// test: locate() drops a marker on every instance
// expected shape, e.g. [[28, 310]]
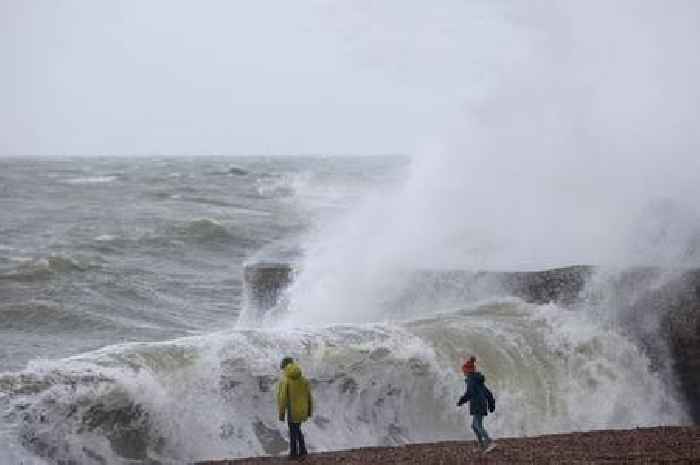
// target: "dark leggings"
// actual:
[[478, 427], [296, 440]]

-----

Written request ▸
Copy the records above line for line, leaving out the pictures.

Task output ▸
// test: locate() drops a marker on every instance
// expected shape, e.g. [[28, 310]]
// target: "dark leggings"
// actual:
[[478, 427], [296, 440]]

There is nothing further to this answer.